Dataset entries
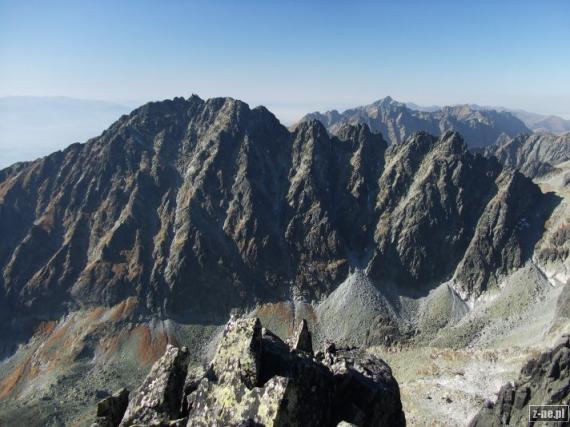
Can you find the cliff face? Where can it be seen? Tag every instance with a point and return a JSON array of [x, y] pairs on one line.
[[196, 207], [534, 155], [397, 122]]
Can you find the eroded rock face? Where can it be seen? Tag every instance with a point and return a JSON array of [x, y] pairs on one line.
[[256, 379], [542, 381], [159, 398], [196, 207], [397, 122], [110, 410], [365, 387], [302, 339]]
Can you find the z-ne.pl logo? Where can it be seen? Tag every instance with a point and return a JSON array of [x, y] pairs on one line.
[[556, 413]]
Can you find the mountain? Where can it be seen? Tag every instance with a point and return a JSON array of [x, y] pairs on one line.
[[539, 123], [542, 123], [31, 127], [187, 210], [397, 122], [534, 155], [226, 195]]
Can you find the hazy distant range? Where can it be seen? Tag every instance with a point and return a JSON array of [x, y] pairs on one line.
[[32, 127]]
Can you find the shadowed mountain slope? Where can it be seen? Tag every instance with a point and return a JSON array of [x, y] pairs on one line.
[[198, 207]]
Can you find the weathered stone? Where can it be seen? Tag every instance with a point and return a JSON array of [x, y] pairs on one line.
[[255, 379], [158, 399], [302, 339], [239, 351], [366, 392], [110, 410], [543, 381]]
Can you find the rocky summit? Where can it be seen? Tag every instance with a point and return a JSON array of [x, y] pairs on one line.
[[544, 380], [256, 379], [397, 122], [198, 207]]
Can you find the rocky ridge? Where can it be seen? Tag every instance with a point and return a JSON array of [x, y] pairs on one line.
[[197, 207], [544, 380], [397, 122], [534, 155], [257, 379]]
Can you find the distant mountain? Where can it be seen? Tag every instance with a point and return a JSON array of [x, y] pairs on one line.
[[188, 210], [31, 127], [534, 155], [397, 122], [536, 122], [225, 195]]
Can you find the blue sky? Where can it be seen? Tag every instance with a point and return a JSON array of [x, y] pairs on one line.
[[293, 56]]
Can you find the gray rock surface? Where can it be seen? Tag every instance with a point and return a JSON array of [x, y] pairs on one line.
[[159, 398], [110, 410], [256, 379], [397, 122], [302, 340], [544, 380], [198, 207], [534, 155]]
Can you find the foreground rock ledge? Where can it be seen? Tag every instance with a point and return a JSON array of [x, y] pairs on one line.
[[543, 381], [256, 379]]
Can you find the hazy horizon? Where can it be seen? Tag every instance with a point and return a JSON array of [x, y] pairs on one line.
[[291, 58]]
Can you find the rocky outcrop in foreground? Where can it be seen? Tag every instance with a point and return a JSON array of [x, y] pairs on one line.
[[256, 379], [197, 207], [542, 381]]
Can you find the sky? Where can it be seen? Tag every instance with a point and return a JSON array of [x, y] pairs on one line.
[[291, 56]]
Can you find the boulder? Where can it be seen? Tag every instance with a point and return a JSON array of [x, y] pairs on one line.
[[302, 339], [157, 400]]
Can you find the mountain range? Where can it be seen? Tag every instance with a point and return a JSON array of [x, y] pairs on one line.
[[186, 211]]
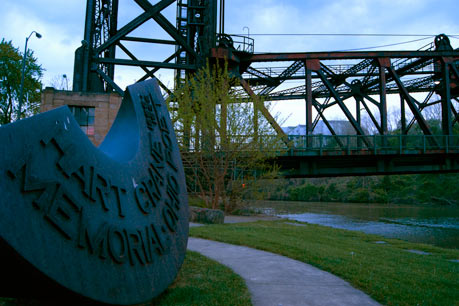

Instructions for the task - Return the entries verbatim without images.

Your solution -
Can you find the cliff face? Where can it be seen? Tag every instance with a point and return a JSON array of [x, y] pairs on one line.
[[196, 207], [534, 155], [397, 122]]
Can you find the eroded rock face? Where can it be seen? Tag every instance with a point and return a JSON array of [x, y] pairs on one line.
[[256, 379], [542, 381], [159, 398], [196, 207], [397, 122], [110, 410], [365, 387], [302, 339]]
Can you find the z-ne.pl logo? Where can it be seen? Tag every instance with a point and return a JSON array of [x, y] pairs on one line.
[[556, 413]]
Can you find the mountain? Where can it be seen? Tag every instance with a point and return a JSON array of [x, y] pairs on one line.
[[539, 123], [542, 123], [31, 127], [187, 210], [397, 122], [534, 155], [226, 195]]
Can you find the hazy distant range? Where can it be seen? Tag every instance with a point and return a JSON array of [x, y] pairs on one line.
[[32, 127]]
Can you find the shadowed mountain slope? Where can it be seen? Tag every instance with a point and return a JSON array of [x, y] pairs on one line.
[[198, 207]]
Can you find the weathered stone? Where can it be seen? Tag every instance with a point and return a JSON array of [x, y] pairs on one line.
[[255, 379], [158, 399], [302, 339], [239, 351], [366, 392], [110, 410], [543, 381]]
Can you find the rocky summit? Where can it be seen? Tag every instance with a point and return a JSON array of [x, y] pairs on one line.
[[544, 380], [256, 379], [397, 122], [198, 207]]
Can you find the rocky ridge? Where can it be seen? Tag every instance with a point and return a JSON array of [x, y] pairs on one line.
[[197, 207], [544, 380], [397, 122], [534, 155], [257, 379]]
Can you find the distant mountain? Where can it be seen? Tag every instance with a point and return a JSON array of [x, y] pairs on one line.
[[188, 210], [31, 127], [534, 155], [397, 122], [536, 122], [225, 195]]
Can you find the blue sky? Where can it be seen? Tag every instance with a point and return a JSON array of [x, y] pairs on one line.
[[293, 56]]
Can you find the gray rock surface? Where can it be seen? Tag every instance with a point and return a JSON array of [x, y] pairs on one line.
[[159, 398], [110, 410], [256, 379], [397, 122], [302, 340], [544, 380], [198, 207], [534, 155]]
Can you find the foreground rock ledge? Where can it be seen? Tag every instance with a point and return a JSON array of [x, y] pairs on one line.
[[543, 381], [256, 379]]
Can you find the hazy horizon? Where can it be seen? Tag every instance with a point and return a JSON array of [x, y] pairs on one line.
[[291, 58]]
Can you find the rocky outcrop in foreground? Where can it be seen? Tag every instance with a point and return a JSON array of [x, y] pairs on one line.
[[256, 379], [197, 207], [542, 381]]
Can you find the sky? Where can it be seen? Tag every instance with a point and return a JSON array of [x, y] pairs on one line.
[[291, 56]]
Can you find the boulder? Where can it be seen? Tag every instance with a point and return a JSON array of [x, y] pairs on one line.
[[302, 339], [157, 400]]
Can you find the mountain range? Where can it be seen? Tag every instance with a point and return a JSON array of [x, y] pairs on one line.
[[186, 211]]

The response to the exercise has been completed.